Raw data:
==================================================
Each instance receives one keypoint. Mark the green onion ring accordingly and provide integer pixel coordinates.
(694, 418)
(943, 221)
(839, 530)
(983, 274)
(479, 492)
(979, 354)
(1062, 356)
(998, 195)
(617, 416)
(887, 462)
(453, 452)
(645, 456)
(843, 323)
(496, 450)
==================================================
* Work to be completed:
Copy the data above line for line, without changing anything.

* Exercise answer:
Each instance receives one keypoint. Mark the green onion ring accordingly and provide integer pixel coordinates.
(694, 418)
(943, 221)
(839, 530)
(983, 274)
(479, 492)
(979, 354)
(1062, 356)
(998, 195)
(617, 416)
(887, 462)
(453, 452)
(645, 456)
(843, 323)
(496, 450)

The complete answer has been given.